Copy every one of the items below word for word, leaving any pictures out of your answer.

* **Extracted data entries**
::::

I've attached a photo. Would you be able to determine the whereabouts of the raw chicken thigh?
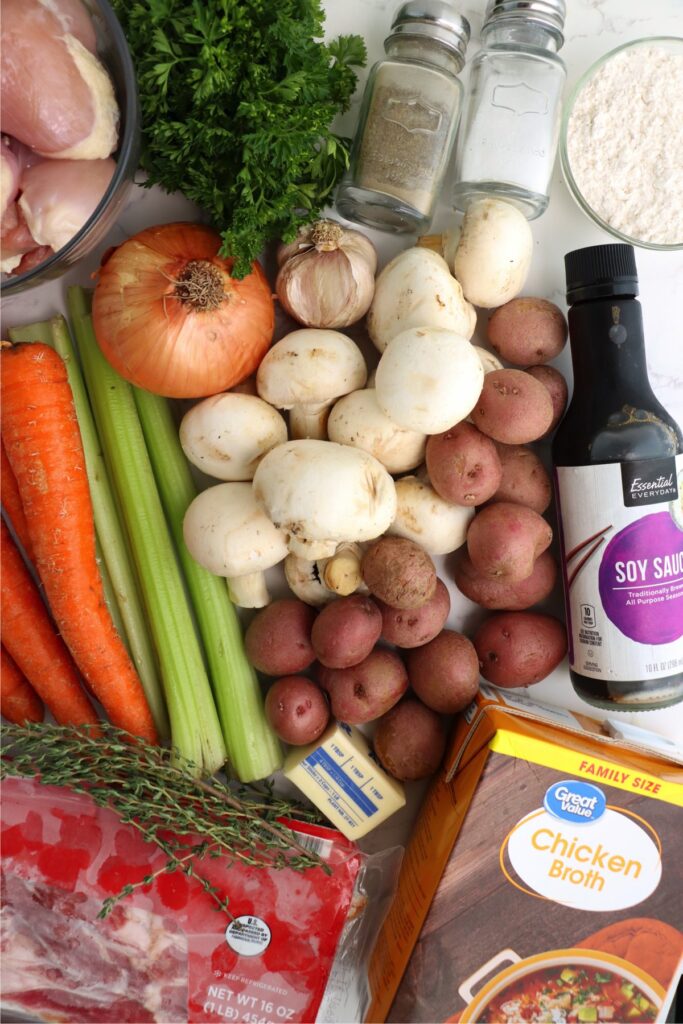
[0,0,119,160]
[0,138,20,220]
[18,159,116,252]
[0,203,37,273]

::::

* **Task result**
I've attached a photo. Would you be able to determine the whereabouts of the raw chicken thigh?
[0,0,119,160]
[0,138,20,220]
[18,159,116,252]
[0,203,37,273]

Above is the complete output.